§ Exercise inputs
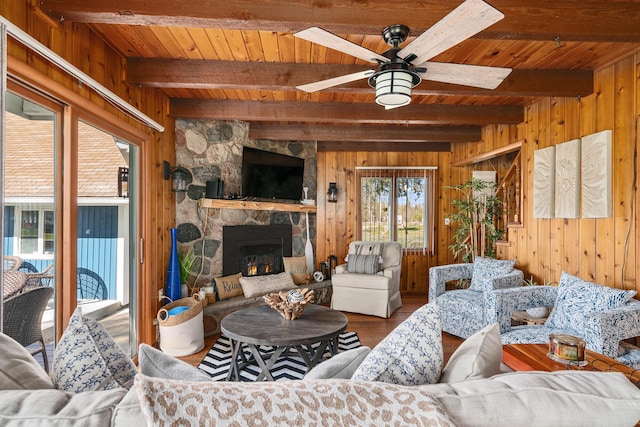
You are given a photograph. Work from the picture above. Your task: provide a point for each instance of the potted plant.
(475, 220)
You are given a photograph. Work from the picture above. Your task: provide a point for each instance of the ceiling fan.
(401, 69)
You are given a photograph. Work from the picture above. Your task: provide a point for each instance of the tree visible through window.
(396, 204)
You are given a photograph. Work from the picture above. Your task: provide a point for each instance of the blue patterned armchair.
(464, 312)
(600, 315)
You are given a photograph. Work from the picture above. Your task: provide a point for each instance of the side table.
(533, 357)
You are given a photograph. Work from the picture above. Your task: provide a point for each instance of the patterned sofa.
(167, 391)
(465, 311)
(600, 315)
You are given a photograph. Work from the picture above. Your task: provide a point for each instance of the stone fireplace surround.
(212, 149)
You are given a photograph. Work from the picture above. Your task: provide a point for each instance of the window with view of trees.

§ Exercise instructions
All entries are to be duplicated exactly, with the pictures left out.

§ Finished task
You are given a photograph. Work from the picture above. Your task: provide a point for each instance of the potted plant.
(475, 220)
You are given a photograph. Work from the picture above. Your task: provide a point for each instance of the ceiling fan.
(401, 69)
You are given a photograph. Work from the picture above. Your task: provide a point for each instance of the tree visible through window.
(396, 204)
You are given a photograph. Work from the picture above. Your task: provide a point for each instance of the blue patterned armchair.
(464, 312)
(600, 315)
You are given a photograph. Work from the picture above. Your task: provide a point for each instance of the side table.
(533, 357)
You are given a photograph. Work from the picture above. Your task: provide a point for each instance of the patterned sofa.
(167, 391)
(465, 311)
(600, 315)
You are given a photograph. Work from the picture above. Your task: provide a point for each instance of the stone fireplace surround.
(212, 149)
You are given a photograph. Work from the picture above. Your task: provide a point for each instance of the window with view of trees.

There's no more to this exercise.